>> start MATERIALS PROVIDED
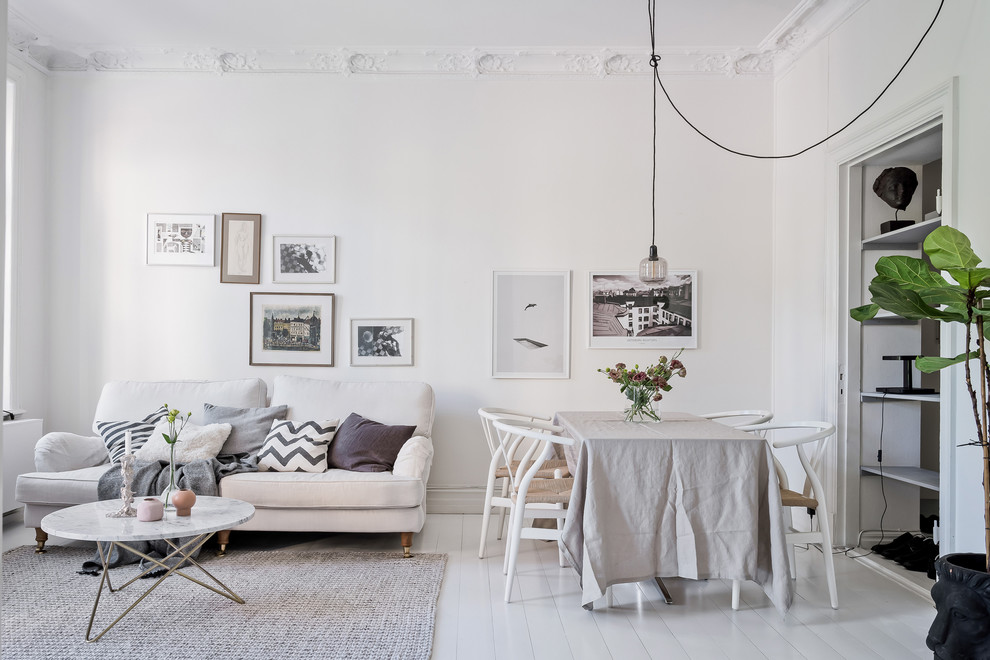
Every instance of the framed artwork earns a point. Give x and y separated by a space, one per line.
181 239
240 248
531 324
304 259
625 313
381 342
292 329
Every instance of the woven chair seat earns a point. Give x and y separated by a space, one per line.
790 498
545 471
549 491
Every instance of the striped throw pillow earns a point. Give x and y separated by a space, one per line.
297 446
113 433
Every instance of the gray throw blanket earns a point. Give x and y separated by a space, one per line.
151 480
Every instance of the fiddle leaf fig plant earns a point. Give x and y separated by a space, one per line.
907 287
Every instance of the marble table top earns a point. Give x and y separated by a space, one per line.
89 522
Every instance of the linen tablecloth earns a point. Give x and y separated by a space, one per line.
684 497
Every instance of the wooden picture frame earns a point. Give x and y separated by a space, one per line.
531 324
181 239
291 329
625 313
240 248
300 259
381 342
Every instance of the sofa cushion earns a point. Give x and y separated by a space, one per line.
60 488
333 489
389 402
293 446
248 426
129 399
195 443
364 445
115 433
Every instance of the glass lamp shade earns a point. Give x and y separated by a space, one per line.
653 269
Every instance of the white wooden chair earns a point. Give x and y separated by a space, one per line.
736 418
812 496
529 496
502 464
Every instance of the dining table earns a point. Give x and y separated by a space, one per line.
683 497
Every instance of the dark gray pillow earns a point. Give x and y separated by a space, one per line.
363 445
248 426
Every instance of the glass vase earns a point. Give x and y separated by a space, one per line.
>> end MATERIALS PROVIDED
## AIM OF THE EXERCISE:
Reproduce the lines above, requests included, from the line that contains "Every instance of the gray" through the end of the records, and nothing else. In the answers, multiply every coordinate by 1.65 and round it to a whole number, with halves rounding up.

## RESULT FOR THIS EXERCISE:
Every instance of the gray throw blanket earns a point. Give x and y separated by a space, one per line.
249 792
Every instance of the fiddle leaf fig plant earns a point. Give x and y separated by a space, one per line.
1497 474
Every instance of the marble table top earns a point. Give x and y separated by a space, one per line.
147 861
Every instance of the linen tablecloth earns a point. Give x and y separated by a space, one per line.
1129 820
Every instance of the wooden picture frame earns a point. Give x and y separated by a space, one per line.
876 535
299 394
480 543
1031 516
396 409
495 427
629 564
Every instance of the sofa cushion earns a point. Give x and y separated by a space, one per line.
99 805
549 807
642 663
483 736
409 703
213 658
322 731
601 734
190 714
Every instance of the glass lamp shade earns a point. Give x and y separated by a space, one per line.
1077 444
Every instance of the white wooden chair earns a point. Give x and y separated by a space, one per line.
1214 690
1340 818
873 818
828 766
Every instance of the dining table earns a point. Give x and y separated by a space, one per line.
1127 820
Every instance of the dark gray pillow earns a point. Give x and y separated by a space, one per line.
599 734
409 703
Every instance of the glass vase earns a point. Give x and y separated by a space, one per line.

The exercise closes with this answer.